**ZU LÖSENDE AUFGABE**: Setze den Text über die Beratungsanfragen bei der Verbraucherzentrale Siegen nach seinem letzten Satz fort.

=== AUSGEWÄHLTER TEXTAUSZUG ===

Natürlich sei aber die persönliche Beratung – die man dann im Mai vergangenen Jahres vorsichtig wieder aufnehmen konnte – unverzichtbar. Unter strikter Einhaltung der Hygienevorgaben sei diese wieder „ein Schritt hin zum normalem Verbraucheralltag.“ Und doch überlege die Verbraucherzentrale Siegen auch nach Corona nicht ganz auf die Distanz-Beratung zu verzichten. Die vergangenen Monate hätten gezeigt, „dass die von uns angebotenen digitalen Alternativen sehr gut funktionieren und wir sie auch beibehalten werden“, sagt Julian Sturm. Eine eigens für Corona-Probleme eingerichtete Hotline wurde im vergangenen Jahr beispielsweise gut angenommen – und 719 mal angerufen.
Die Fragen rund um Freizeit und Corona steigen in Siegen rasant
Fragen rund ums Thema Freizeit machten im Jahr 2020 insgesamt 24 Prozent aus – hier verzeichnet die Beratungsstelle in Siegen einen rasanten Anstieg. Im Jahr 2019 waren es unter 10 Prozent. Beratungen zu Dienstleistungsthemen fielen mit 19 Prozent hingegen ähnlich häufig wie im Vorjahr aus. Fragen zu Telefon und Internet lagen bei 16 Prozent. Anliegen zum Thema Konsumgüter machten 12 Prozent der Anfragen aus – zum Thema Finanzen 11 Prozent.

=== AUSZÜGE DER ZEILEN ===

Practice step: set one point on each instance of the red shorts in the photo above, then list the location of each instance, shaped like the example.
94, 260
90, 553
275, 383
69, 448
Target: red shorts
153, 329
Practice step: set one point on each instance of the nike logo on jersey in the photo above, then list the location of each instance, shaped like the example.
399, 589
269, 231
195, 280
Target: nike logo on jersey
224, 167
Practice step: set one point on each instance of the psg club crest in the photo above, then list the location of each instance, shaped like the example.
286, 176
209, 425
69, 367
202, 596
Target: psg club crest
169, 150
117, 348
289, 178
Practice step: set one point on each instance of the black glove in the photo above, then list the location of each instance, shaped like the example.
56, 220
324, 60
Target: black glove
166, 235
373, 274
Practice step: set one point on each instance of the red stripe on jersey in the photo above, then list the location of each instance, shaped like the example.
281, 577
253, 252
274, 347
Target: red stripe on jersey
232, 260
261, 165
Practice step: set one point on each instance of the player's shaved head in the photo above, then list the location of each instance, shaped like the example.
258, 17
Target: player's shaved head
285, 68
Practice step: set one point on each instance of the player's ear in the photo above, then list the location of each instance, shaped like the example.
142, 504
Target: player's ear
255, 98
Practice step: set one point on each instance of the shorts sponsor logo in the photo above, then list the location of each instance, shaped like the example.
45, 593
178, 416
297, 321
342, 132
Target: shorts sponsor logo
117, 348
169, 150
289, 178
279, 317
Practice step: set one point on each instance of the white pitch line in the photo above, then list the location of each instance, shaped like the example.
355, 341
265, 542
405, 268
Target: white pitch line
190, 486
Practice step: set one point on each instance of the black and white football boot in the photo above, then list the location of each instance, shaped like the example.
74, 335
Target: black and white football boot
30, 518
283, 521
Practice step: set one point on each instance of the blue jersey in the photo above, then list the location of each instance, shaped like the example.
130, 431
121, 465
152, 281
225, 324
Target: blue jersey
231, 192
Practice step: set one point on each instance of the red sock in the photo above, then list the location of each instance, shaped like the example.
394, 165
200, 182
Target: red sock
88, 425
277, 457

===

**LÖSUNG DER AUFGABE**:
Beratungs-Kontakte
Wegen des Lockdowns berät die Verbraucherzentrale zur Zeit noch nicht persönlich. Die Beratungsstelle Siegen ist jedoch telefonisch sowie über das Kontaktformular auf der Internetseite erreichbar.
Kontakt: 0271/809393-01, www.verbraucherzentrale.nrw/siegen.
„Reiseumbuchungen war ein Dauerbrenner-Thema übers ganze Jahr. Von März an hat man sich schonmal gefühlt wie im Reisebüro“, sagt Julian Sturm. Im März und April hätte es täglich neue Informationen gegeben. Kein Wunder, dass dieses Thema in der Statistik der Beratungsstelle unter dem Punkt „Freizeit“ ganz oben stand: Sich ständig ändernde Quarantäne-und Test-Regeln, Umbuchungen und Stornierungen hätten die Verbraucher stark verunsichert. „Manche Leute haben täglich mehrmals erfolglos versucht ihren Reiseveranstalter anzurufen, die waren sehr erleichtert, wenn wir sie dann beraten konnten“, so Julian Sturm.
Verbraucherzentrale Siegen will zu Ärger mit Abzocke vorbeugen
Bei Veranstaltungs-Stornierungen beklagten ebenfalls viele Verbraucher, oft schleppende oder gar verweigerte Rückzahlungen zu erhalten. Oft seien Betroffene mit Gutscheinen vertröstet worden. „Besonders verärgerte die Menschen, wenn Anbieter auf ihre Anfragen gar nicht oder erst nach Wochen reagierten“, berichtet der Beratungsstellenleiter.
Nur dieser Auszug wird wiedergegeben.